* **WHAT YOU ARE ASKED TO DO**: Could you copy every one of the records below character for character, keeping them in their original order?

* **STORED ROWS**:
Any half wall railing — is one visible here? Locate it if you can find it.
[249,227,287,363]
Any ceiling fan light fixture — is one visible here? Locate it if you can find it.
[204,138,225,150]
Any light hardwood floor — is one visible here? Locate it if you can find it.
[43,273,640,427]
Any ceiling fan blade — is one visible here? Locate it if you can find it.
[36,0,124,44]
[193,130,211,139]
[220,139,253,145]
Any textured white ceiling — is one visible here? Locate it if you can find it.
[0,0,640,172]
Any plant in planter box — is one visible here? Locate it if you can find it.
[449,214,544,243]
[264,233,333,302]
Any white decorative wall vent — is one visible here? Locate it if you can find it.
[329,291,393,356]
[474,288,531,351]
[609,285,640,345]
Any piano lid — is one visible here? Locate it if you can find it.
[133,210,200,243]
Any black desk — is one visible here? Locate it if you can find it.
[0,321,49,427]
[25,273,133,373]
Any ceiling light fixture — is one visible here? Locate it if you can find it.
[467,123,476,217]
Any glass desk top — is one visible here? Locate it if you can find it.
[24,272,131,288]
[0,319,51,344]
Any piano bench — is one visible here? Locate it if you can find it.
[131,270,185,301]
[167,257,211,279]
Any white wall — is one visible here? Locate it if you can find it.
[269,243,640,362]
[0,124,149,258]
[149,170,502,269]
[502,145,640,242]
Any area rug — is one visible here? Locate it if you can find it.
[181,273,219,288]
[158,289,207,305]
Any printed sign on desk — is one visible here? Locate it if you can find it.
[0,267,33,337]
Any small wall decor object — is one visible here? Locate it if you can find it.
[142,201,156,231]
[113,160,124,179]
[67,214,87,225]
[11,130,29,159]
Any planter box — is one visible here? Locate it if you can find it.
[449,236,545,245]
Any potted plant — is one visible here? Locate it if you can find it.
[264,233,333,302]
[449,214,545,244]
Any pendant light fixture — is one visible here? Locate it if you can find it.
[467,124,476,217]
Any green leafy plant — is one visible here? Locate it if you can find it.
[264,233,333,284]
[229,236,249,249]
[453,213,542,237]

* **CORRECT RESPONSE**:
Any half wall railing — is one visible here? Locate it if you can find it.
[249,227,287,363]
Any ceiling fan light fixture — is one visible here? Locate it if you can find it.
[204,138,225,150]
Any light hardwood floor — is one visible here? Locate it if you can find it.
[43,273,640,427]
Any ceiling fan blade — is one visible here? Locate it if you can find it.
[36,0,124,44]
[193,130,211,139]
[220,139,253,145]
Any textured white ceiling — is one visible here? Locate it if you can find it.
[0,0,640,172]
Any plant in planter box — is one visible here? Locate it if you can find it.
[449,214,544,243]
[264,233,333,302]
Any white decorative wall vent — is one visible here? Locate it if you can find it.
[329,291,393,356]
[474,288,531,351]
[609,285,640,345]
Any piano lid — is one visible here? Locate it if you can find it.
[133,210,200,243]
Any black desk — is one visible here? Locate it if you can find it.
[0,321,49,427]
[25,273,133,373]
Any ceiling light fixture — is one visible here? Locate it if you can find it.
[467,123,476,217]
Any glass desk top — is one visible here? Locate it if you can find it.
[24,272,131,288]
[0,319,51,344]
Any piano bench — is one visible here? Locate it if you can find it.
[131,270,185,301]
[167,257,211,279]
Any white wall — is one visible here? Locate it if you can find it.
[269,243,640,362]
[0,124,149,258]
[149,170,502,269]
[502,145,640,242]
Any area rug — is one visible here? Locate it if you can find it.
[181,273,219,288]
[158,289,207,305]
Any printed sign on desk — is one visible here? Locate it if you can find it.
[0,267,33,337]
Any small wall decor object — is one visible here? Locate it if you can find it.
[142,201,156,231]
[113,160,124,179]
[67,214,87,225]
[11,130,29,159]
Any planter box — is one visible here? Locate it if you can find it.
[449,236,545,245]
Any potted plant — is one visible here? Locate it if you can find it.
[264,233,333,302]
[449,214,545,244]
Any pendant light fixture — is one visible here? Locate it if you can find it.
[467,124,476,217]
Any green leafy plant — is one visible here? Locate it if you can find it.
[264,233,333,284]
[229,236,249,249]
[453,213,542,237]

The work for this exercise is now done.